→ EXTRACT:
--------------------

Table 1. Average performance indicators (MAE, RRMSE, MBE, R2) of calibrated and non-calibrated HS, PMT, and ANN models for estimating daily and accumulated reference evapotranspiration at different timescales in Albacete and Badajoz, using FAO56 PM targets.
When comparing the models, differences were substantial at the daily scale (RRMSE = 0.179 and 0.183 for HS and PMT, respectively, versus 0.070 for ANN6), indicating that ANN6 achieved higher accuracy on this scale. However, at weekly and fortnightly intervals, the gap between temperature-based and data-driven models narrowed considerably (RRMSE approximately 0.10–0.12 for HS/PMT versus 0.05–0.06 for ANN6). At monthly to yearly scales, the differences became minimal, with all models showing RRMSE ≤ 0.08 and converging to values near 0.03–0.04 at the most extended periods. The calibrated versions of HS and PMT (HS_cal and PMT_cal) displayed the same decreasing trend, with RRMSE values ranging from 0.174 to 0.023 and from 0.176 to 0.024, respectively, across the daily-to-yearly spectrum. ANN3 and ANN3_month produced intermediate results, with RRMSE values ranging from 0.164 to 0.023 and from 0.166 to 0.022, respectively, consistent with the general pattern seen in the other models. Slight differences between calibrated and non-calibrated configurations suggest that variations due to calibration or ANN structure were minor compared to the effect of the accumulation interval. Furthermore, the highest R2 values were observed for monthly accumulated ETo across all models considered. These patterns reveal that model choice has a greater impact when daily ETo is assessed, whereas differences between models diminish as ETo is aggregated over weekly or more extended periods. The limited effect of calibration also implies that, under FAO56 PM benchmarking, the primary factor driving performance improvements is the timescale of ETo aggregation rather than detailed adjustments of model parameters.

--------------------

→ EXTRACTED DATA:
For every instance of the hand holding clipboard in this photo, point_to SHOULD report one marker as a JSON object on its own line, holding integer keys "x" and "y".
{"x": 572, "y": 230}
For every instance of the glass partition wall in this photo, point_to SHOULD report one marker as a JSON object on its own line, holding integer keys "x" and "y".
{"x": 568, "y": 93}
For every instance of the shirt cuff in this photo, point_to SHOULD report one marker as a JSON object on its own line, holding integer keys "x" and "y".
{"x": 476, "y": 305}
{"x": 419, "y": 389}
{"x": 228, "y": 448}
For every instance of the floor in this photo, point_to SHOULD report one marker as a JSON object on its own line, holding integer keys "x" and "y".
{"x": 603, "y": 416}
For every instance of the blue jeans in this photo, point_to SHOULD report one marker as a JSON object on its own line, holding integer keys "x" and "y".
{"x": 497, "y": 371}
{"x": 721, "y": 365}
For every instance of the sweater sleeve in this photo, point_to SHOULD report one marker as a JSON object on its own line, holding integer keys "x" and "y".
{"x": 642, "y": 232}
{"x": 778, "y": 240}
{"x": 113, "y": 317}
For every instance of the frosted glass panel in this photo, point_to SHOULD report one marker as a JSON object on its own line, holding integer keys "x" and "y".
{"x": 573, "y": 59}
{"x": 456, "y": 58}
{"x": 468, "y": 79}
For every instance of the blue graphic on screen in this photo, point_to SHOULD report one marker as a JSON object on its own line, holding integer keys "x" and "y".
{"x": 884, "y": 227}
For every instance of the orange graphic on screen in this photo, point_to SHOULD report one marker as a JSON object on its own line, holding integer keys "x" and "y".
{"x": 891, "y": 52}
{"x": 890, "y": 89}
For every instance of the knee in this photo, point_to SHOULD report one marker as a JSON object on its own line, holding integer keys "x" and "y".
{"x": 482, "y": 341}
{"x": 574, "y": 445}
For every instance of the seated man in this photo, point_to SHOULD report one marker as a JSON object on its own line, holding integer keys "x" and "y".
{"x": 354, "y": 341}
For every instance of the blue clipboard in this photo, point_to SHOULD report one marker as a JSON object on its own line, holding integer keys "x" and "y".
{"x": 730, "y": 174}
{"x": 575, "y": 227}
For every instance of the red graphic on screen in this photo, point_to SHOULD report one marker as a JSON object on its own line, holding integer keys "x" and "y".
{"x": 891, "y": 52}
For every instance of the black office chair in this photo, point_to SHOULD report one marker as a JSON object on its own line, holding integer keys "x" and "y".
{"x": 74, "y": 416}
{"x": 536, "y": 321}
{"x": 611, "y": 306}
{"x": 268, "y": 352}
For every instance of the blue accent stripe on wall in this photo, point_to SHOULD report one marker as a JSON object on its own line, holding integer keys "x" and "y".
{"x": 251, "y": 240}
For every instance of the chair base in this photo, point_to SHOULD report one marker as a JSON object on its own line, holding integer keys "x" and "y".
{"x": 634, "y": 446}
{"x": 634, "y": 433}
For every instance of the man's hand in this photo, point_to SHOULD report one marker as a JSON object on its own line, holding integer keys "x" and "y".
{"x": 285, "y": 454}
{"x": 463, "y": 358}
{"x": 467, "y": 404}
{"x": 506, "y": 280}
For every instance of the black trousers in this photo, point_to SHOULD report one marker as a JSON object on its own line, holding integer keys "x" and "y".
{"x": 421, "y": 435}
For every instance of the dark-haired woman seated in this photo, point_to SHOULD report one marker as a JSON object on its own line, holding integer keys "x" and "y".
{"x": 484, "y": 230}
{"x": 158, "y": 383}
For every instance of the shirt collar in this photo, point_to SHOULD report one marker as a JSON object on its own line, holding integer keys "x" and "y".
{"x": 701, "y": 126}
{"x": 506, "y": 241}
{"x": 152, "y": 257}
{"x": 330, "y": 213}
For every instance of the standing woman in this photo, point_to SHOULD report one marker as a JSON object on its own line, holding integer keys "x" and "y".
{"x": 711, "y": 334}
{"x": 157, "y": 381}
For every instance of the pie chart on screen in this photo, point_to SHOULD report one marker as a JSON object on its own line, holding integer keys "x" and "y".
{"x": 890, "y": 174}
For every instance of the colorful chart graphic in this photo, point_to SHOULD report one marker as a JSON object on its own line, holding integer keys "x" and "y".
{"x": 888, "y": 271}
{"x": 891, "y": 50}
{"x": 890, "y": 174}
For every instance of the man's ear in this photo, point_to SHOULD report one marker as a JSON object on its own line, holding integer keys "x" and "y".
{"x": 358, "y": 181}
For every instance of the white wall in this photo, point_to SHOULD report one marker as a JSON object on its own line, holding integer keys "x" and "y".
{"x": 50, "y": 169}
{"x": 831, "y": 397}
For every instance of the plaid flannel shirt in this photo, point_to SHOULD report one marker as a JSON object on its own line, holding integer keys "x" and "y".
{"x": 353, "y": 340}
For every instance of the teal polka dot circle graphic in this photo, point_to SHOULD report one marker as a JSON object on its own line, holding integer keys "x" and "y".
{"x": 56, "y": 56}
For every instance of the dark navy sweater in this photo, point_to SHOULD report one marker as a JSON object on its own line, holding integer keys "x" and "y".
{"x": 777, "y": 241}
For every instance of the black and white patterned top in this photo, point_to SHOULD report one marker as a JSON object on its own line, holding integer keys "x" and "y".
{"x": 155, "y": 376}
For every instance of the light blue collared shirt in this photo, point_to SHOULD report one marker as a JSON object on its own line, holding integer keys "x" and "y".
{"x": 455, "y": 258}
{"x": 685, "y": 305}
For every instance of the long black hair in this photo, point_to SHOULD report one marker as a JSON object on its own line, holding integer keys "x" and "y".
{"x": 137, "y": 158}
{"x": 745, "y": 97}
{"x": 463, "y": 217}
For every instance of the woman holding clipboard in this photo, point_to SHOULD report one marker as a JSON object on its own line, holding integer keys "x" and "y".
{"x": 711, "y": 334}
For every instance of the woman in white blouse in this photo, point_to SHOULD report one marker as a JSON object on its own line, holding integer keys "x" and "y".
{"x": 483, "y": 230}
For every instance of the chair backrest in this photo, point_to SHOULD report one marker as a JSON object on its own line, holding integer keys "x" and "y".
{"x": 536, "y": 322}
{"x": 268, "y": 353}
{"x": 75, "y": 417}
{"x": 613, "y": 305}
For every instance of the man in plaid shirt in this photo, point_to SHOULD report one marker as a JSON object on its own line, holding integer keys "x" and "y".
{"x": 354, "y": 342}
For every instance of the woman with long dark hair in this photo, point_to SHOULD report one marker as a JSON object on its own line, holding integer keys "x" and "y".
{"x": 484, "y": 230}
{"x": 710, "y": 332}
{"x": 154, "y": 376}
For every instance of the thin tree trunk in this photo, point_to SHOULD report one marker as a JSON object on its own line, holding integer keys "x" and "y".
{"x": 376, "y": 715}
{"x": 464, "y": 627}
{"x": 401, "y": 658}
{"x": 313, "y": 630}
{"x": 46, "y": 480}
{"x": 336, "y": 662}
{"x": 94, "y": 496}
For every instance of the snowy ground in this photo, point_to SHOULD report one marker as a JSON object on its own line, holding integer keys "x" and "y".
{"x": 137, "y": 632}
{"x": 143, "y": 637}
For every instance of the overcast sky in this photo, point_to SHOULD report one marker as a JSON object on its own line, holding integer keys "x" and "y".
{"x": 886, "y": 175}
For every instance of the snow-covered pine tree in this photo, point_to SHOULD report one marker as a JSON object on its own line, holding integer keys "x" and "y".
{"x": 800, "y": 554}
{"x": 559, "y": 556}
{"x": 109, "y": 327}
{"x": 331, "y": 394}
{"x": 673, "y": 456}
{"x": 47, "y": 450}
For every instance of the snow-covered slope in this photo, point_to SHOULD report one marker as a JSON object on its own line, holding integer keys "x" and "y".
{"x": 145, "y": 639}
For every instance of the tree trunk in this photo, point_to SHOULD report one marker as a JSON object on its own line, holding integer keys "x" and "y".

--------------------

→ WHAT YOU WILL DO:
1. Answer these questions using the excerpt on evapotranspiration models, one line per answer:
(a) What RRMSE did ANN6 reach at the daily scale?
(b) Across the daily-to-yearly spectrum, what range of RRMSE values did PMT_cal show?
(c) For which accumulation period were the highest R2 values observed?
2. Which performance indicators are named in the table title of the evapotranspiration excerpt? List every one.
3. Continue the excerpt on evapotranspiration model performance from the point where it ends.

→ RESPONSES PER TASK:
1.
(a) 0.070
(b) From 0.176 to 0.024
(c) Monthly accumulated ETo

2. MAE, RRMSE, MBE, R2

3.
In Badajoz, similar results were observed. All models exhibited a steady decline in RRMSE with increasing accumulation intervals, following the same general trend observed in Albacete. For HS, RRMSE values were 0.155 for daily ETo, 0.132 for trial, 0.113 for weekly, 0.101 for fortnightly, 0.093 for monthly, and 0.070 for annual estimations. The decrease between daily and weekly intervals was 4.2%, 2.0% from weekly to monthly and 2.3% from monthly to annual, amounting to an overall reduction of 8.5%. Corresponding MAE values ranged from 0.61 mm day−1 to 65.25 mm year−1. PMT followed a very similar pattern, with RRMSE values of 0.168 (daily), 0.133 (trial), 0.126 (weekly), 0.112 (fortnight), 0.103 (month), and 0.066 (annual), with an overall absolute reduction of 10.2%. MAE ranged from 0.67 mm day−1 to 63.64 mm year−1. Conversely, ANN6 maintained significantly lower errors, with RRMSE of 0.057 (daily), 0.052 (trial), 0.047 (weekly), 0.044 (fortnight), 0.042 (month), and 0.029 (annual). The reductions were 1.0% from daily to weekly, 0.5% from weekly to monthly, and 1.8% from monthly to annual, totalling 2.8% across the day-to-year spectrum. MAE values ranged from 0.19 mm day−1 to 25.53 mm year−1, with intermediate values of 0.43 mm (trial) and 0.86 mm (week).
Across models, differences remained evident at the daily scale (RRMSE = 0.155 and 0.168 for HS and PMT, respectively, versus 0.057 for ANN6), but, as in Albacete, these differences significantly diminished with increasing accumulation intervals. At weekly and fortnightly scales, RRMSE values were 0.11–0.13 for HS and PMT, compared to 0.05–0.06 for ANN6, while over monthly to annual intervals, all models converged to values below 0.08, with differences less than 0.03. HS_cal and PMT_cal showed nearly identical patterns, with RRMSE values ranging from 0.149 to 0.057 and from 0.159 to 0.059, respectively, across daily to annual scales. Similarly, ANN3 and ANN3_month produced intermediate results (0.126–0.050 and 0.124–0.046), displaying performance trends similar to those observed in Albacete. The fact that these patterns closely mirror those observed in Albacete suggests that the decrease in error with increasing accumulation interval is consistent across the two semi-arid Mediterranean locations analysed.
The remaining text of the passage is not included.